■ Saved data entries
# # # # # # #

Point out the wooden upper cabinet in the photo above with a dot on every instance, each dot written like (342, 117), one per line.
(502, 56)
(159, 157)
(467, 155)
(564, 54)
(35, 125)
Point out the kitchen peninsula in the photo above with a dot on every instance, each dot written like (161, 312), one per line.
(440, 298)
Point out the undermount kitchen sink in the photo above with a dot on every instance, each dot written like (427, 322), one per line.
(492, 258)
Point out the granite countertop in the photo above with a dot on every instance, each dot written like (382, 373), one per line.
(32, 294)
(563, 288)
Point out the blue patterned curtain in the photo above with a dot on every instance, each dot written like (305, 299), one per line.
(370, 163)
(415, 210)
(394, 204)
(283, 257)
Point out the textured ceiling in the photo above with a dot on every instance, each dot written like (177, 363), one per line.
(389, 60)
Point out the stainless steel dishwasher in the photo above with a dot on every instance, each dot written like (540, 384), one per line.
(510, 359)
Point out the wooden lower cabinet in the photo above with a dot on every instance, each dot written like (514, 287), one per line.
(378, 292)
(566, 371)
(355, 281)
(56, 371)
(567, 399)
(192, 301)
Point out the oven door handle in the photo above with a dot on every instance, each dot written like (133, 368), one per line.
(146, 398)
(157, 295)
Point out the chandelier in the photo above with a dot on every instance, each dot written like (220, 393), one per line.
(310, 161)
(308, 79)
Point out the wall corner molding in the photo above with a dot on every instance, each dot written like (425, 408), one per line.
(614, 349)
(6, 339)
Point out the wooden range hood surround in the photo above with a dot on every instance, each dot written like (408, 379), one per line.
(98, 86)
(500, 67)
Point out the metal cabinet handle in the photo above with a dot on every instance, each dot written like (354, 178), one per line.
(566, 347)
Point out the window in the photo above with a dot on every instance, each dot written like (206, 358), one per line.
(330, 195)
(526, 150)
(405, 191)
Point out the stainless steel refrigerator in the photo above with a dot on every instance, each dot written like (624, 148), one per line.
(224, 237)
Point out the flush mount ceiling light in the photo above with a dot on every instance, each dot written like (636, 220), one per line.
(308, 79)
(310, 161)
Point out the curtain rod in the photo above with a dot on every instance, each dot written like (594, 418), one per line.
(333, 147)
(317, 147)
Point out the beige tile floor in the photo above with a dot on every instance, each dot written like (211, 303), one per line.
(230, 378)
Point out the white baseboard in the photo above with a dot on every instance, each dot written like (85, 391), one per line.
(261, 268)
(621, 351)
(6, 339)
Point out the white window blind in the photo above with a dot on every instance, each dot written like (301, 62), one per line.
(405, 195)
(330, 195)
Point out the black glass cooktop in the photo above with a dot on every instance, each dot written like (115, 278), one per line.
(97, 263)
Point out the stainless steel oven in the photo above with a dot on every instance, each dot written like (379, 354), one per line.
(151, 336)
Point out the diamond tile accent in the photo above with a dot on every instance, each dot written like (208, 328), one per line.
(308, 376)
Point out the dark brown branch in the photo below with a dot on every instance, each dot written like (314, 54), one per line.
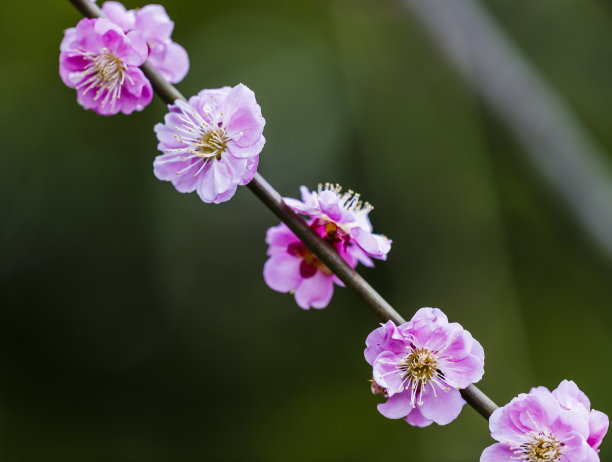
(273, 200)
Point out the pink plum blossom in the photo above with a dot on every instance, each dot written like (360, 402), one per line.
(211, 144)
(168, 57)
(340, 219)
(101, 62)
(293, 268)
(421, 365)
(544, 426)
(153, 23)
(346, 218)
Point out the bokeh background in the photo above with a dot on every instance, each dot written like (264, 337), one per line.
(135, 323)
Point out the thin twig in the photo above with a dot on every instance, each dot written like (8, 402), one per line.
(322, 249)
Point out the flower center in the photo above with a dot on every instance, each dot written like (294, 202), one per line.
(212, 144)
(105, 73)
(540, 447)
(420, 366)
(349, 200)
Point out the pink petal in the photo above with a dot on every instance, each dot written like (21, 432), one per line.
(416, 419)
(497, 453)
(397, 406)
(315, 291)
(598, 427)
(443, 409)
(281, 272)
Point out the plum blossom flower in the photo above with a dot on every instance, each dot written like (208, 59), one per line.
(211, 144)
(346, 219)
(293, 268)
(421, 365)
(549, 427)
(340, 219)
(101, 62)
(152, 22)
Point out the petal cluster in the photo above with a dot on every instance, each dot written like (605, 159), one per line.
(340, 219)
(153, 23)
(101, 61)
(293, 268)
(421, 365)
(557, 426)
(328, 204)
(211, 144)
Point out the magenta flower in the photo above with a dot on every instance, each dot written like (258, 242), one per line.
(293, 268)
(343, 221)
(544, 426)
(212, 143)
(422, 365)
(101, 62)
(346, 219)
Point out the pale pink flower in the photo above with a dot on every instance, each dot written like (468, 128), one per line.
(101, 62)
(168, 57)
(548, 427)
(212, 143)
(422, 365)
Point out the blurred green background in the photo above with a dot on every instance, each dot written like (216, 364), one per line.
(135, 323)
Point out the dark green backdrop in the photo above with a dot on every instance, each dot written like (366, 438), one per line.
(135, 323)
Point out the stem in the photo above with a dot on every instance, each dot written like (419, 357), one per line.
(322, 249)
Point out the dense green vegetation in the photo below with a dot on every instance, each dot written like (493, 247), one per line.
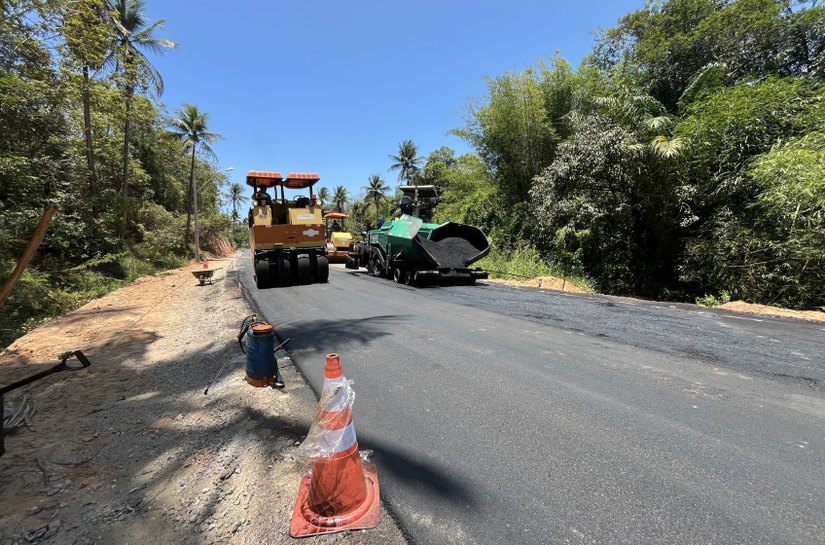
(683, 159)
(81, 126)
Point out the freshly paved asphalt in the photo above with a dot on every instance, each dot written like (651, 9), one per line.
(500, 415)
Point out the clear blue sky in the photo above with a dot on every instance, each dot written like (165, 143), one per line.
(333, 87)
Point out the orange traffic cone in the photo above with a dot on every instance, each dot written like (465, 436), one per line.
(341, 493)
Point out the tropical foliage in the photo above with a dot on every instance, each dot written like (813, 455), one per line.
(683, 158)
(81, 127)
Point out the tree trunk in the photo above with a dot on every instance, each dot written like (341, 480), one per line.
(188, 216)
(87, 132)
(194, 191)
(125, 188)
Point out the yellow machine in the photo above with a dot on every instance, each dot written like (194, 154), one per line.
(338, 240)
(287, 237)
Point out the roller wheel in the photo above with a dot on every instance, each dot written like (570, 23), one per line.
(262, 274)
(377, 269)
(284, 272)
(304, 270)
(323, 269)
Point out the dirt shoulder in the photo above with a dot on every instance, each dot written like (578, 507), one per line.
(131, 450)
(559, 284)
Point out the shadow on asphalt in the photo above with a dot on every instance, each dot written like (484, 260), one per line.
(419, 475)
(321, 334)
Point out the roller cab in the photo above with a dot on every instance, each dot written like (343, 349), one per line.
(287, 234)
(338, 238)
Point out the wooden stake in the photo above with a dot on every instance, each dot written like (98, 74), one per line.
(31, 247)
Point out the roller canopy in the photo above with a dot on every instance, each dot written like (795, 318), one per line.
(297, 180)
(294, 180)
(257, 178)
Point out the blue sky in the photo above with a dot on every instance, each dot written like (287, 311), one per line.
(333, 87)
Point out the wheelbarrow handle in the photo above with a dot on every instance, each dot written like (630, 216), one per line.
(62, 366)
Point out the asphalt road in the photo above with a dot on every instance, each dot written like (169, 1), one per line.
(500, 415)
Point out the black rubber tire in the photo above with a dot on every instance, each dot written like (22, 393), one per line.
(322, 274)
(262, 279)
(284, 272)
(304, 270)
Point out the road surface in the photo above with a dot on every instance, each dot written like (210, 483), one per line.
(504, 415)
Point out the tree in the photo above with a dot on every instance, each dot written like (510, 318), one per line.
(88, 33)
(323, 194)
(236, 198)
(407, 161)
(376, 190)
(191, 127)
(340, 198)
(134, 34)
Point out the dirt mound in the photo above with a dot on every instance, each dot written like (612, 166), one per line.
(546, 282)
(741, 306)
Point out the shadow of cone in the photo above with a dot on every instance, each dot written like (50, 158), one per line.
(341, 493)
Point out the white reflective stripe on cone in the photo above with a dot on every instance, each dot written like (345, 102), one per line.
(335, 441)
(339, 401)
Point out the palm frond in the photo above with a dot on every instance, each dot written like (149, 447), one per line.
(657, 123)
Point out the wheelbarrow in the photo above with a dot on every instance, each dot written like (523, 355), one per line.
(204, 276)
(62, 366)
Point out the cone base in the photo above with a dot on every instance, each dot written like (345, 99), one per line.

# # # # # # #

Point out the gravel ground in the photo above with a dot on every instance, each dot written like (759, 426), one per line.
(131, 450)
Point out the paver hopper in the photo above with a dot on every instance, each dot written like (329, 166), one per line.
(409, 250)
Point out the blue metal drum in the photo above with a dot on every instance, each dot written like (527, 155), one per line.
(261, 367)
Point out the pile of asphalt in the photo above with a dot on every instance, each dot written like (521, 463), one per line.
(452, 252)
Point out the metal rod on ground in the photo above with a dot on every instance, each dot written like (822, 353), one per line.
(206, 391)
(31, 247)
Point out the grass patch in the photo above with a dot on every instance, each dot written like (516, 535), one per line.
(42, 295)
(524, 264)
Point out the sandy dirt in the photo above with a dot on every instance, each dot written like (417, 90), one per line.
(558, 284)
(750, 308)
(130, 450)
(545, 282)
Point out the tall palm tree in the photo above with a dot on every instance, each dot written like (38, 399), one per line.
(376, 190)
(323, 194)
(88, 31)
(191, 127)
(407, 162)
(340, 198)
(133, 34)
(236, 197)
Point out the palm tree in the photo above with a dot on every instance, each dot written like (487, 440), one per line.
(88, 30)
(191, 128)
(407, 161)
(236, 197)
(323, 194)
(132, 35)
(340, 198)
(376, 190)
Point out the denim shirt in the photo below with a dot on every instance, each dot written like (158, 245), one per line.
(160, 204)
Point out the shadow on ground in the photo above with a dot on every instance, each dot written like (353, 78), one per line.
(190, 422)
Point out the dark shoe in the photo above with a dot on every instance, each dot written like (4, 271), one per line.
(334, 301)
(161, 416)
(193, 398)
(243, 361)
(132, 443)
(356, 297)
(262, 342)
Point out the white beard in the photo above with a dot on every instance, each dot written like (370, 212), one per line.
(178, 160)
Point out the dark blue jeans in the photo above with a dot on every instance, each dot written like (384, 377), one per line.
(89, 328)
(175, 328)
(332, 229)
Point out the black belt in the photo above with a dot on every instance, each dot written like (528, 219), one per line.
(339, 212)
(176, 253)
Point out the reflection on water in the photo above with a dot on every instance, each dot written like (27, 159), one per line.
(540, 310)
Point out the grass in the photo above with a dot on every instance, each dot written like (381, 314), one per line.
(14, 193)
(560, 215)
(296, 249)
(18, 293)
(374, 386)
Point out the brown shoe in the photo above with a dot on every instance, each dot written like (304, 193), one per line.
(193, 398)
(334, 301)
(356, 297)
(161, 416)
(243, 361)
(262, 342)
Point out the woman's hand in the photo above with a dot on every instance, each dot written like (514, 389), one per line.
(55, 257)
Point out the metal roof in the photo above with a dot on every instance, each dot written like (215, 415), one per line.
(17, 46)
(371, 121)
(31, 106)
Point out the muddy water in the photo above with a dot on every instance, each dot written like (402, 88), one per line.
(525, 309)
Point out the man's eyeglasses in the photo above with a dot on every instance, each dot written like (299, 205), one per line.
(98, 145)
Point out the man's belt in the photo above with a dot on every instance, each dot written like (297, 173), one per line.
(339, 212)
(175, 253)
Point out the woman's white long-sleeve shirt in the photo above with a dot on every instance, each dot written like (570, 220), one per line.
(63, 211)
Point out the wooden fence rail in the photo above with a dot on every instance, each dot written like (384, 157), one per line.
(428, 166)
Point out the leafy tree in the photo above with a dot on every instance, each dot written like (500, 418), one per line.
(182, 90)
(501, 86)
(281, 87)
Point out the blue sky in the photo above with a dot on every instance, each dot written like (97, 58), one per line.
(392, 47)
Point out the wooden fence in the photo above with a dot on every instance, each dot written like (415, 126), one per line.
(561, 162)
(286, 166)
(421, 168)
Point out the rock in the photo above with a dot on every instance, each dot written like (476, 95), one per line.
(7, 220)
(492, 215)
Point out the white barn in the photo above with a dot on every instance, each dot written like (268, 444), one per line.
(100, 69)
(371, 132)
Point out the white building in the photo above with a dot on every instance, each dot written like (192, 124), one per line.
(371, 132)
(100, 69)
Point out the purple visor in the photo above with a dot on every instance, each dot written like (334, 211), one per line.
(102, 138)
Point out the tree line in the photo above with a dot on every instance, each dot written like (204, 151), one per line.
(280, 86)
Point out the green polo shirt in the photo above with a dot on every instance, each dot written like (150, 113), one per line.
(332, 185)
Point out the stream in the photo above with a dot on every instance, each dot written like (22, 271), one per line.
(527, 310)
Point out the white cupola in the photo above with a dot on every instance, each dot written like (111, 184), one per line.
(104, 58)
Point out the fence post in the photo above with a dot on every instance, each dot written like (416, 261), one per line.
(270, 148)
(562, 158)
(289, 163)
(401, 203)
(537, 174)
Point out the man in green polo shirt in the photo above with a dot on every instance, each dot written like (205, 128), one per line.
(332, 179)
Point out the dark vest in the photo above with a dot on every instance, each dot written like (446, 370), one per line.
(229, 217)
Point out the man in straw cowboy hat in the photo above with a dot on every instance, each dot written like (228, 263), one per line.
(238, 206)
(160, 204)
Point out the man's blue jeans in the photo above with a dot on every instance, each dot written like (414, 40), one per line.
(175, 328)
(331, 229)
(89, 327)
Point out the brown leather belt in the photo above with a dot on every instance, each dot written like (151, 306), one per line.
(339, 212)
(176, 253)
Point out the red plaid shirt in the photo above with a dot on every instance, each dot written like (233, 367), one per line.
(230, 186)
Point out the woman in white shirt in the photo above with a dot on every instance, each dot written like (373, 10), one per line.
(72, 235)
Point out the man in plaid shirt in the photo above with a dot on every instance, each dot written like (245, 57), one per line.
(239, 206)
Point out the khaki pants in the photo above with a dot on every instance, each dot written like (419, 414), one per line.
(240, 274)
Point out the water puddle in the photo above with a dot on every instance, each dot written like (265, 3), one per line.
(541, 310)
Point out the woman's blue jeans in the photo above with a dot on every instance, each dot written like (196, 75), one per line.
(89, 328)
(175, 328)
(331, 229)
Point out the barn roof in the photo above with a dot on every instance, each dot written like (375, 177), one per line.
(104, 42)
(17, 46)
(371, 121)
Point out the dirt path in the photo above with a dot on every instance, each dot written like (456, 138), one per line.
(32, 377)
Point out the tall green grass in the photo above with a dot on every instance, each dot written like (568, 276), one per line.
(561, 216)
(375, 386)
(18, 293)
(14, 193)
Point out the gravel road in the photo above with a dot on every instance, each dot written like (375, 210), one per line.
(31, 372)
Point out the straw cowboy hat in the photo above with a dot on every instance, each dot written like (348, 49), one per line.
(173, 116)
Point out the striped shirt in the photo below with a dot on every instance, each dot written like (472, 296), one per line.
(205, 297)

# # # # # # #

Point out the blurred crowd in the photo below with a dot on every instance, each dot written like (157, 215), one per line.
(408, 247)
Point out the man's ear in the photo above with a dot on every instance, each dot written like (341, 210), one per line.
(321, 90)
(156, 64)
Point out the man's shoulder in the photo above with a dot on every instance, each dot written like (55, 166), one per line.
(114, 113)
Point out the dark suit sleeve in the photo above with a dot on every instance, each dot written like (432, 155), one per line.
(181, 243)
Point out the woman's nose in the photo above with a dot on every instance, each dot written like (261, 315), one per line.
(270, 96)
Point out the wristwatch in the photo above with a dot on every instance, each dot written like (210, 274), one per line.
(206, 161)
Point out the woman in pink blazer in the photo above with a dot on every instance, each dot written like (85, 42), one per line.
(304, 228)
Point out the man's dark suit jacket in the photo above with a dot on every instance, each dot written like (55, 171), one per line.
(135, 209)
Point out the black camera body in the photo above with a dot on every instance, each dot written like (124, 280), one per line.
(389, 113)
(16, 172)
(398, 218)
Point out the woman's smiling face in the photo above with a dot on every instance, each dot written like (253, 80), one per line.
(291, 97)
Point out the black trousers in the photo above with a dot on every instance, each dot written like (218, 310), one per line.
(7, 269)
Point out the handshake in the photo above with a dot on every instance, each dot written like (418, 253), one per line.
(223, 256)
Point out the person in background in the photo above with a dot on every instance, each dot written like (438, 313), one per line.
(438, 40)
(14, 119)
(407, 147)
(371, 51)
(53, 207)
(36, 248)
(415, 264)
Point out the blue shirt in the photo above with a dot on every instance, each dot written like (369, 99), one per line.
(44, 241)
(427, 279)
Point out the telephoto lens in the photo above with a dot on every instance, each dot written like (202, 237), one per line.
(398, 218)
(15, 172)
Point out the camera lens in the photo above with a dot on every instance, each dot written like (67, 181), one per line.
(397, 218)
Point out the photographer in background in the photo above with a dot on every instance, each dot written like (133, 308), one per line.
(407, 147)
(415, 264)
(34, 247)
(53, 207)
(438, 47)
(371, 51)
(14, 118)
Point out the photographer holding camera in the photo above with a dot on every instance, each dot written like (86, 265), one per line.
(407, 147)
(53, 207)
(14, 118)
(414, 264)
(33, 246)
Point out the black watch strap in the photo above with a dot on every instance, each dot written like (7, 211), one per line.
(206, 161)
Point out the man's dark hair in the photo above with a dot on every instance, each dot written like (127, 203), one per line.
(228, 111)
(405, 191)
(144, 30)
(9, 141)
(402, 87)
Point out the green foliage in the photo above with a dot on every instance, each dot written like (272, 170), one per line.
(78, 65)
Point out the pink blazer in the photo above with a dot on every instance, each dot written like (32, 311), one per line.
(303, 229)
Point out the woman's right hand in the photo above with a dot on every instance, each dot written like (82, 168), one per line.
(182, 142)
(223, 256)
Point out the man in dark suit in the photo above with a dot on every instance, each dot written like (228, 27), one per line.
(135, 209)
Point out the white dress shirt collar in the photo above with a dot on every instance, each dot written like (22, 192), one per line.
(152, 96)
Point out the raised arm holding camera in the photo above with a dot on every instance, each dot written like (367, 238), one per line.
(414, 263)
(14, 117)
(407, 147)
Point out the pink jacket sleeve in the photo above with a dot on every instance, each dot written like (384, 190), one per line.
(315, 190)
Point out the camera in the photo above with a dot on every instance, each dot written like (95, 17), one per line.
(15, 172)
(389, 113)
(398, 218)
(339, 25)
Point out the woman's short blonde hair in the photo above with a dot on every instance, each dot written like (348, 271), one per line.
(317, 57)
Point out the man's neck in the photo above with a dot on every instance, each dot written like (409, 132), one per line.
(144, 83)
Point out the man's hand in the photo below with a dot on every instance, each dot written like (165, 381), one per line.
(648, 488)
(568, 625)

# # # # # # #

■ Set problem
Count the lines in the records that contain the string "belt" and reply with only the number.

■ Solution
3